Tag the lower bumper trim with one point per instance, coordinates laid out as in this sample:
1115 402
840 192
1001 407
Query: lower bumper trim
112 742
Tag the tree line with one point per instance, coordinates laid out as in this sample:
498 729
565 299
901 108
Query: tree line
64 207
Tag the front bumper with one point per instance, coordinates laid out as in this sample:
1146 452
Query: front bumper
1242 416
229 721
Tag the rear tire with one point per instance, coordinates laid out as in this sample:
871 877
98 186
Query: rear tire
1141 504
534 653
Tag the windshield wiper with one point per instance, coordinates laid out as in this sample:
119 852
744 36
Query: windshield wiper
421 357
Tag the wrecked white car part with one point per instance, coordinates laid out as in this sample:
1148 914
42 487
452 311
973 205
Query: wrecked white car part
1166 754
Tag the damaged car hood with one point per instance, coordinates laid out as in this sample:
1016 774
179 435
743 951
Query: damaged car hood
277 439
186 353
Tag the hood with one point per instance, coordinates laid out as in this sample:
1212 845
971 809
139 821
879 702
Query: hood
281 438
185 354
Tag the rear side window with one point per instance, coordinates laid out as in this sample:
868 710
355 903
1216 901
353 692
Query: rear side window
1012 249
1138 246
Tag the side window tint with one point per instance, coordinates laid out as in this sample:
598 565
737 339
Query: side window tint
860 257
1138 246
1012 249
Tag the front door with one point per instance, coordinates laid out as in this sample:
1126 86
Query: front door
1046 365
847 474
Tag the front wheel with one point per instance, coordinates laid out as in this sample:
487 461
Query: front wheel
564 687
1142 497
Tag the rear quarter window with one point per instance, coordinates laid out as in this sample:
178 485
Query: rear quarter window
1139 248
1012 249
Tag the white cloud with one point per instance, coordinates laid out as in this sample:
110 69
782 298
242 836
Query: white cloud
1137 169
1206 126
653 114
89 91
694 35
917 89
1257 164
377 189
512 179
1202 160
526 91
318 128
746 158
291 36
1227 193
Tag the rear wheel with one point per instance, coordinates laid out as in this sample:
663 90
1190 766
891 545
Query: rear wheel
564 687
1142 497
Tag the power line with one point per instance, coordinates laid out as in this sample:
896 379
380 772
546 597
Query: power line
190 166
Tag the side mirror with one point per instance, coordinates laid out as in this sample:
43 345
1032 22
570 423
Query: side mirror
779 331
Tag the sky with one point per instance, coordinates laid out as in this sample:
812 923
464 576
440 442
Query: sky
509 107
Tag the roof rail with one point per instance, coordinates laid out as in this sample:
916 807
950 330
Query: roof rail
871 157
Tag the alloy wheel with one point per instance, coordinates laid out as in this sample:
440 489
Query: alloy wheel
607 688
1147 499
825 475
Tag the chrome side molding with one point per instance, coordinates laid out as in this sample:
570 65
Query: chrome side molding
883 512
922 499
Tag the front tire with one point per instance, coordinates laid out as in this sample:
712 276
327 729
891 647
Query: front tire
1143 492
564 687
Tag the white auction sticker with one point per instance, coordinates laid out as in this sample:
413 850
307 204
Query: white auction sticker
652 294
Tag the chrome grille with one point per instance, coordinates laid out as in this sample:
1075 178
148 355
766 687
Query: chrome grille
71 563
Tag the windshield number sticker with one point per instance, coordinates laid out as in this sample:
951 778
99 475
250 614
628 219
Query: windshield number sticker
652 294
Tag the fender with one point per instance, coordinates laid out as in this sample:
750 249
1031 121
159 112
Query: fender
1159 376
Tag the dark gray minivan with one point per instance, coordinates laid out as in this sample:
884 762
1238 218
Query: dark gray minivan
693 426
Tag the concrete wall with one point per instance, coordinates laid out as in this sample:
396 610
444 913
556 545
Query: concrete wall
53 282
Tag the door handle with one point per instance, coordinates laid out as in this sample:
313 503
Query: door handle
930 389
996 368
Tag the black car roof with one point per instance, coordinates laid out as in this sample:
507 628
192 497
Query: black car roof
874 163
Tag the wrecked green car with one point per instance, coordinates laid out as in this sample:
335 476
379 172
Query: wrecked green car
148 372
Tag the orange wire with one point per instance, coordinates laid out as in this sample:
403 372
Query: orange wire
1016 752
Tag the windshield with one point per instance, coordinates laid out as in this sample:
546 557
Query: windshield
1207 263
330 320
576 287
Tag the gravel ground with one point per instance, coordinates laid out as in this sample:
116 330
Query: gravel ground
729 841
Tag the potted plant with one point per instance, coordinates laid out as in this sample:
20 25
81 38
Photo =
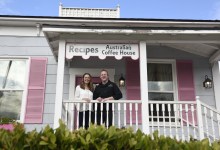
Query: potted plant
6 123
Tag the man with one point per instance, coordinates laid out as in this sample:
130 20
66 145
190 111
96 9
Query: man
104 91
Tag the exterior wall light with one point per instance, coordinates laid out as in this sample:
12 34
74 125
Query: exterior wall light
121 81
207 83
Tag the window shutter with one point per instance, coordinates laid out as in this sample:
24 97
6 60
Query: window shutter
186 90
36 91
133 87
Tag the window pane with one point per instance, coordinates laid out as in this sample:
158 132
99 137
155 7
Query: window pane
160 86
161 97
160 77
16 75
3 70
10 104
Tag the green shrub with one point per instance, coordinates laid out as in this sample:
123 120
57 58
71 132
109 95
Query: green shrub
94 138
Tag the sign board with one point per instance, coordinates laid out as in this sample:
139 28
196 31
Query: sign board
102 50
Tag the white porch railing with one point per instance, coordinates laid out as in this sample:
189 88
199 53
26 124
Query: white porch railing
177 119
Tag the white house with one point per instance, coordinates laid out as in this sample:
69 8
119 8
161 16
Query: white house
164 63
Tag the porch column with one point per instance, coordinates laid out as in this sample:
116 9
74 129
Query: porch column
59 85
144 87
216 81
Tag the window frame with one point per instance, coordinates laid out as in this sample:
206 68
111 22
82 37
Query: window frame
26 82
175 87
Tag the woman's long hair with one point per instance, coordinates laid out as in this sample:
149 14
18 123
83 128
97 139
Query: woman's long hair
90 85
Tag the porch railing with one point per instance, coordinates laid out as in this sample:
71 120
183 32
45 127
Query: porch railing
177 119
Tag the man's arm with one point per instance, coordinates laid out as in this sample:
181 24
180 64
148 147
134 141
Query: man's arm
117 92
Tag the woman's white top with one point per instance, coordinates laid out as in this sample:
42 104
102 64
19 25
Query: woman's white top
83 93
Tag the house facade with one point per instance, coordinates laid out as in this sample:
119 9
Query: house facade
164 63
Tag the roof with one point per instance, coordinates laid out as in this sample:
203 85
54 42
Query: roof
200 37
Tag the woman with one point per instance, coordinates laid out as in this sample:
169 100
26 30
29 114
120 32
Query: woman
84 92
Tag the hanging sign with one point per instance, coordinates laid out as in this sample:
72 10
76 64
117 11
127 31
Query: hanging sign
102 50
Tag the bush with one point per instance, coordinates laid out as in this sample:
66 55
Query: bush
94 138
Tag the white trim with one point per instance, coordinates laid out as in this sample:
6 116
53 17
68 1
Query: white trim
80 71
215 57
144 87
216 85
24 94
174 74
59 83
129 31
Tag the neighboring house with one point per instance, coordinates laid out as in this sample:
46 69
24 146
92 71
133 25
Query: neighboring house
164 62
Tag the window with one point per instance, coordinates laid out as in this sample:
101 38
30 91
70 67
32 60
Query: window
161 87
12 85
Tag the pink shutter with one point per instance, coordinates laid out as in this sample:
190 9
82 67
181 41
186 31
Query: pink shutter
186 90
133 87
36 91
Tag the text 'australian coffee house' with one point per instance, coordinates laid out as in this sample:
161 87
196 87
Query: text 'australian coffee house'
102 50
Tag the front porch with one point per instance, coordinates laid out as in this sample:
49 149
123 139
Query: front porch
177 119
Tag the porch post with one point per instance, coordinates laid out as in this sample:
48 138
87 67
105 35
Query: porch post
59 85
144 86
199 117
216 81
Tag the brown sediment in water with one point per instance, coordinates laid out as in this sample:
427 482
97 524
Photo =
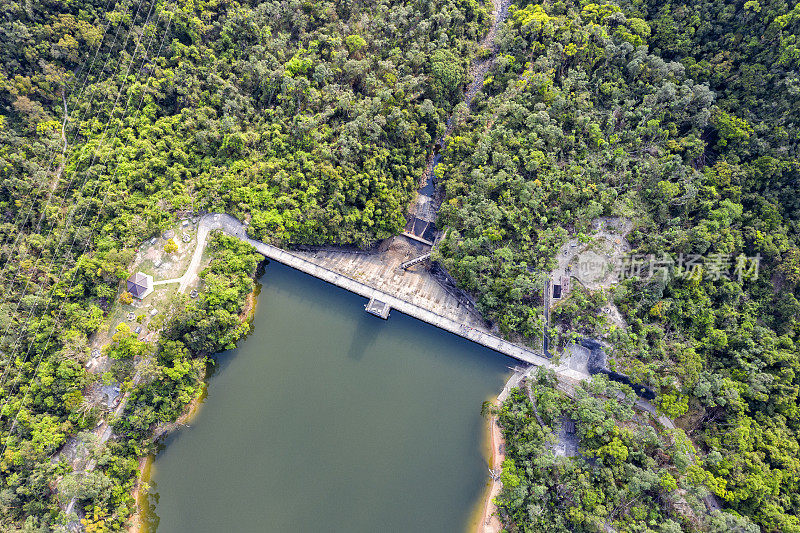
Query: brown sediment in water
485 519
146 463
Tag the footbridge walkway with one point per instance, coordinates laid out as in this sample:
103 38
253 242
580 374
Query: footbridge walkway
231 226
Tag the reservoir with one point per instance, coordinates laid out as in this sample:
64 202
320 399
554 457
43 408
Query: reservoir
326 418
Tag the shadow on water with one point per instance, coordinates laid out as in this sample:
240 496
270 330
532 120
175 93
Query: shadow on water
365 334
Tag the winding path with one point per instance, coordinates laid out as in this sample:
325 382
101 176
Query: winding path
232 227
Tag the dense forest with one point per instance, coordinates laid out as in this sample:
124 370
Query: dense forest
682 118
312 121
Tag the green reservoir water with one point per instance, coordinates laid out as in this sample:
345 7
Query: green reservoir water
327 419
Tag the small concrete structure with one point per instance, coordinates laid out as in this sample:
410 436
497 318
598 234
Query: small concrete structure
140 285
378 308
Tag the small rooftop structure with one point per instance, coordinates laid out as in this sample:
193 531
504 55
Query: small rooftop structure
378 308
140 285
556 292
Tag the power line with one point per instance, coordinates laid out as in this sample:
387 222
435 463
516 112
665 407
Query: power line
104 197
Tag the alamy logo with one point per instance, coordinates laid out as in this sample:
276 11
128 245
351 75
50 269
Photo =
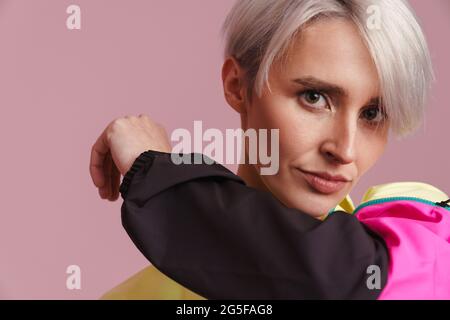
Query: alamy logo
73 21
374 279
374 19
228 148
73 281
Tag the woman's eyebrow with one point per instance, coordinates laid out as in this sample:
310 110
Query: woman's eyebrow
314 83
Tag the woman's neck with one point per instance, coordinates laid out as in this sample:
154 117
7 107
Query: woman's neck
248 173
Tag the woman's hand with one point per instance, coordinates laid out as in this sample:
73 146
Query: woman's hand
114 152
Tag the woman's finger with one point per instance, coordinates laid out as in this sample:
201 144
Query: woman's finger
98 154
107 167
115 183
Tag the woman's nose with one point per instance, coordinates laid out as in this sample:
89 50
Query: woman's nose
340 145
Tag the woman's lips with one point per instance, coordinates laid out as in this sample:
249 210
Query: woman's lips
322 185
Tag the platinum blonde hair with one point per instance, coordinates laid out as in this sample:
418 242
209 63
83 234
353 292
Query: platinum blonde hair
259 32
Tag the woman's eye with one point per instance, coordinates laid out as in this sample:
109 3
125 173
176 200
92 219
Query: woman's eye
373 115
313 99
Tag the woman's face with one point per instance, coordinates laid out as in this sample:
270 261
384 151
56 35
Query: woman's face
324 101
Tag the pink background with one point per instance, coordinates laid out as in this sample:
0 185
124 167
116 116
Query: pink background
60 88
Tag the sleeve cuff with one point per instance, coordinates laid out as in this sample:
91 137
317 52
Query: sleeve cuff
144 159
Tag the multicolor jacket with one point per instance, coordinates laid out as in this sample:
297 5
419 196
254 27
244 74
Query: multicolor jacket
208 235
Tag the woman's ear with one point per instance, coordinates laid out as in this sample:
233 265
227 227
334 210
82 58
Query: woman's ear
234 85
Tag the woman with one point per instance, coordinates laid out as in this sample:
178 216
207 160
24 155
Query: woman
335 80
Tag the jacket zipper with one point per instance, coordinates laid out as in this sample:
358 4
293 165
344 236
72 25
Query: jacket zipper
443 204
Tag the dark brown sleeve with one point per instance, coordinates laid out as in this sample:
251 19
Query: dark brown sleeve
203 227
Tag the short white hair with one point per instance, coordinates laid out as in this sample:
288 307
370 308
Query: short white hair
259 32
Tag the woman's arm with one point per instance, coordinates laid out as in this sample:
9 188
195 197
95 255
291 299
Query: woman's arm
203 227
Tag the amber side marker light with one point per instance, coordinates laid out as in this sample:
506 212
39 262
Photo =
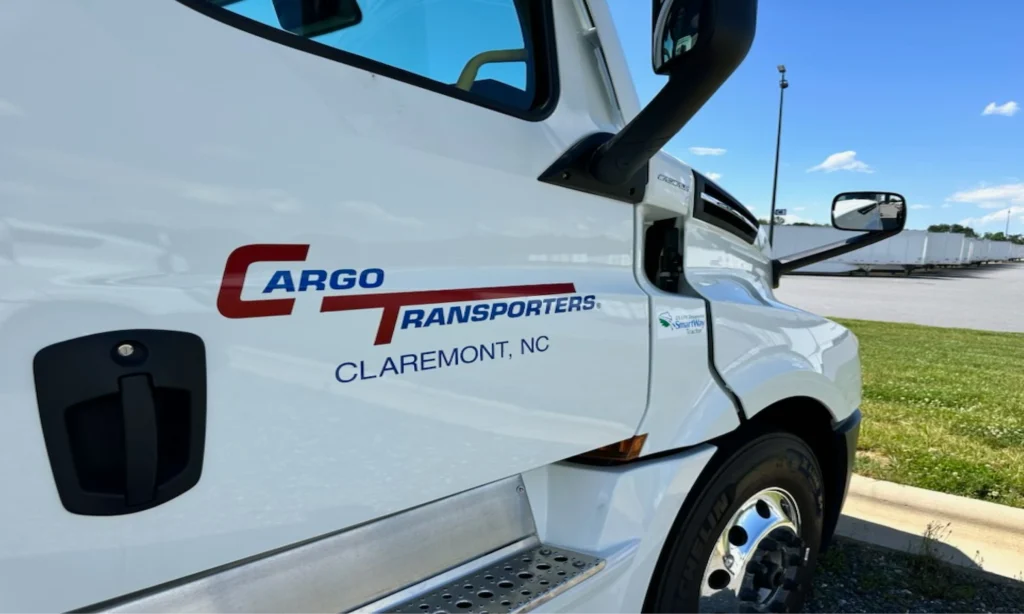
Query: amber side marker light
624 451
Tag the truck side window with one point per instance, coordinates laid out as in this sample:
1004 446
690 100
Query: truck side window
483 51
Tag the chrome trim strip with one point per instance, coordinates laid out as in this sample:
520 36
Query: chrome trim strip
343 571
441 579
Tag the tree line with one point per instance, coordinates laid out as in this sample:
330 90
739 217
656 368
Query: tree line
969 231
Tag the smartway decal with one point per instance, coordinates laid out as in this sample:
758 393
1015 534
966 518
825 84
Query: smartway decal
692 324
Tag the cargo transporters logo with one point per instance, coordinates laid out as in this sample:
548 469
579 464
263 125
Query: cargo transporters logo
417 308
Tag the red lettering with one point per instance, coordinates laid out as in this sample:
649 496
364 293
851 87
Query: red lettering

Exercise directions ▸
Using the data above, print exactly the lines from the line that contains "Tag the woman's neck" through the line that contains "Tag the platinum", with both included.

Solution for this problem ▸
Tag the woman's neck with one point per instance, coordinates laid out as in this sample:
154 117
7 107
Query: woman's neck
248 173
Tag the woman's hand with one point per instance, coordinates laid out as in this sample:
73 146
Query: woman's hand
114 152
Tag the woman's finger with one point per instance, coordinates laid out as in this sample:
201 144
Query: woman's finger
98 154
107 167
115 183
Tag the woman's nose with one point per instance, coordinates laid out as in this sample:
89 50
Query: woman's nose
340 145
Tag the woman's lips with one point per instance, coordinates laid out as in this sample:
249 210
Query: woman's lips
322 185
Tag the platinum blonde hair with one point per instance, coordinates laid out as in this sample:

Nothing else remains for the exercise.